» Task requirements: The data below is to be set down exactly.

☆ ☆ ☆ ☆ ☆ ☆ ☆

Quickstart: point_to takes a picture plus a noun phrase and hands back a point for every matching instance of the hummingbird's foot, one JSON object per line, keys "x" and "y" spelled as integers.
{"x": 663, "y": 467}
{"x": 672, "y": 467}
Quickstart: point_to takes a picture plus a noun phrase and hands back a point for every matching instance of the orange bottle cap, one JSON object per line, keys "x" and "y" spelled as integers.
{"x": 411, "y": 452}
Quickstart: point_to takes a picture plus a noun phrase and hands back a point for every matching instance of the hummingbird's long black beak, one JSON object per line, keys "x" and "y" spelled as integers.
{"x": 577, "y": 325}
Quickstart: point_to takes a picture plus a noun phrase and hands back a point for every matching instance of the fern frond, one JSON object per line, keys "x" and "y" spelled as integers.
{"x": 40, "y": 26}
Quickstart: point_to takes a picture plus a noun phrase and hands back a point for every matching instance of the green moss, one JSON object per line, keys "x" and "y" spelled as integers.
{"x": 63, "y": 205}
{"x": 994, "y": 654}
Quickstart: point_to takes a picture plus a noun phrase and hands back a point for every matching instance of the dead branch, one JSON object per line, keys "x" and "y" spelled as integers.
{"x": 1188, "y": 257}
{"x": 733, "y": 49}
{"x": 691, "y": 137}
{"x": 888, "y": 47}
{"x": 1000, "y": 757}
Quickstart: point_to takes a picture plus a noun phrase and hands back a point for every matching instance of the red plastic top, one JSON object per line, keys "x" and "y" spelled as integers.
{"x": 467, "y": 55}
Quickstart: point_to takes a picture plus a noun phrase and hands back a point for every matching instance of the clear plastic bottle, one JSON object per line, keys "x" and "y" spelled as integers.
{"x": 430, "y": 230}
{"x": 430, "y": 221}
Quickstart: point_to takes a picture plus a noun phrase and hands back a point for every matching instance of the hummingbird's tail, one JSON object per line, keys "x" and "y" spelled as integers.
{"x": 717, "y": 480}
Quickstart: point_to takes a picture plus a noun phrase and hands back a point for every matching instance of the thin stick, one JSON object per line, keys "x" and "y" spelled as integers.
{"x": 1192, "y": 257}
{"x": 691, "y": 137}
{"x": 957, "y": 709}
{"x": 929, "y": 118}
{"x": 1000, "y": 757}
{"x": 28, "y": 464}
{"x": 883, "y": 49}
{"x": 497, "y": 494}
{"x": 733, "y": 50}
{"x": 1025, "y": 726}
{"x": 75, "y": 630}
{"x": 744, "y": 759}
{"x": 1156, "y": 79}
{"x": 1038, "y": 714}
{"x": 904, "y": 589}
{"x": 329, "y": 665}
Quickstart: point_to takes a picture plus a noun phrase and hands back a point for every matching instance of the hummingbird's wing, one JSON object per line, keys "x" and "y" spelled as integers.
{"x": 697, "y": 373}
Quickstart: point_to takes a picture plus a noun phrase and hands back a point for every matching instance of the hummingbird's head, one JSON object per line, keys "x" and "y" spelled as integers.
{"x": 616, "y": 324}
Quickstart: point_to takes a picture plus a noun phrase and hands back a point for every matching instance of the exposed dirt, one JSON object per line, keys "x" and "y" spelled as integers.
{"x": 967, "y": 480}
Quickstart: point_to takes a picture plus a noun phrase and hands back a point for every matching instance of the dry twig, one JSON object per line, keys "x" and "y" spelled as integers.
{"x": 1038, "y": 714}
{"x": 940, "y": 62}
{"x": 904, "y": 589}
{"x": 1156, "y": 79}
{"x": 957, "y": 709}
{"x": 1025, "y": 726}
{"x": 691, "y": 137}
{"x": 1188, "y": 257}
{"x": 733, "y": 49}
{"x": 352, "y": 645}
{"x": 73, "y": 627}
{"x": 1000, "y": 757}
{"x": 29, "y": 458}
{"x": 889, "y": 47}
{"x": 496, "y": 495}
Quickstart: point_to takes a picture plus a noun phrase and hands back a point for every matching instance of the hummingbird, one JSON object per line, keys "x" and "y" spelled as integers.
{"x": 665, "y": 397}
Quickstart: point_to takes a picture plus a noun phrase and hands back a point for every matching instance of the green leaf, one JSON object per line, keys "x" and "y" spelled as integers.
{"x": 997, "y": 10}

☆ ☆ ☆ ☆ ☆ ☆ ☆

» Task response:
Quickstart: point_to takes a picture plus a noun phrase and hands back a point for every matching instance of the hummingbird's foot, one JSON object per line, keys "x" and "y" spelled as integers.
{"x": 663, "y": 467}
{"x": 672, "y": 467}
Quickstart: point_to takes a picture plus a noun phrase and hands back a point for every matching instance of the orange bottle cap, one JSON object per line, keys "x" and "y" spelled as integers.
{"x": 411, "y": 452}
Quickstart: point_to takes a picture plus a noun phrase and hands back a point for every matching instance of the hummingbird's long black beak, one JSON object per line, keys "x" and "y" spelled as integers.
{"x": 577, "y": 325}
Quickstart: point_to takes a picture plus a noun phrase and hands back a point for every matching instance of the fern frond, one JSON object per line, keys "x" and "y" spelled as integers.
{"x": 40, "y": 26}
Quickstart: point_to takes a picture plus a noun phrase and hands back a point for every matching instance of the green moss, one JSON object per line, keys "x" and "y" spelled as integers.
{"x": 63, "y": 205}
{"x": 994, "y": 654}
Quickstart: point_to takes a picture plus a noun phrase and hands back a point for every matching instance of the dead branch, one JSON object per line, keys "x" and "y" spelled as integers.
{"x": 1188, "y": 257}
{"x": 733, "y": 49}
{"x": 691, "y": 137}
{"x": 888, "y": 47}
{"x": 1000, "y": 757}
Quickstart: point_to takes a picture plus a noun phrase and hands back a point for every matching instance of the red plastic top, one JSON object per line, keys "x" and "y" spelled as integers.
{"x": 467, "y": 55}
Quickstart: point_to takes a picture plus a noun phrase and hands back a point for every matching instance of the clear plastic bottle, one JSON object per line, keys "x" and "y" spelled as integers.
{"x": 430, "y": 230}
{"x": 430, "y": 221}
Quickstart: point_to takes a picture plus a noun phrase and hands back a point for every matching instance of the hummingbird's tail, one JSON object per line, keys "x" and "y" spelled as integers.
{"x": 717, "y": 480}
Quickstart: point_to takes a picture plus a noun phrase and hands back a point for every matching instance of the thin stick, one JSON object per line, keys "x" and "y" spelled as integers.
{"x": 1192, "y": 257}
{"x": 691, "y": 137}
{"x": 957, "y": 709}
{"x": 929, "y": 118}
{"x": 1000, "y": 757}
{"x": 28, "y": 464}
{"x": 883, "y": 49}
{"x": 497, "y": 494}
{"x": 733, "y": 50}
{"x": 1025, "y": 726}
{"x": 75, "y": 630}
{"x": 744, "y": 759}
{"x": 1156, "y": 79}
{"x": 1038, "y": 714}
{"x": 904, "y": 589}
{"x": 329, "y": 665}
Quickstart: point_to takes a picture plus a noun phrase and hands back a point for every matching instance of the hummingbird's wing, one JSON object per line, keys "x" and "y" spelled as integers.
{"x": 697, "y": 373}
Quickstart: point_to takes a picture plus a noun phrase and hands back a point for every matching instance of the hummingbird's head, one JSON object per line, keys "x" and "y" spelled as integers.
{"x": 616, "y": 324}
Quickstart: point_to takes a picture plus a noun phrase and hands back a point for every matching instance of the exposed dirt, one JSON object per line, keys "x" and "y" spelled as integers.
{"x": 967, "y": 480}
Quickstart: point_to takes a picture plus a noun phrase and hands back a point for every matching instance of the dry twig, one JSON object per line, keys "x" and "y" spelled as integers.
{"x": 1038, "y": 714}
{"x": 940, "y": 62}
{"x": 904, "y": 589}
{"x": 1156, "y": 79}
{"x": 957, "y": 709}
{"x": 1025, "y": 726}
{"x": 691, "y": 137}
{"x": 1188, "y": 257}
{"x": 733, "y": 49}
{"x": 352, "y": 645}
{"x": 73, "y": 627}
{"x": 1000, "y": 757}
{"x": 29, "y": 458}
{"x": 889, "y": 47}
{"x": 496, "y": 495}
Quickstart: point_to takes a picture plus a noun phrase and hands back a point for every matching instance of the hummingbird, one JSON object per line, keys "x" and "y" spelled as integers.
{"x": 665, "y": 397}
Quickstart: point_to takes a picture plus a noun phrase and hands back a point for every matching instance of the green leaf, one JSON object per line, keys "x" and "y" spelled as integers.
{"x": 997, "y": 10}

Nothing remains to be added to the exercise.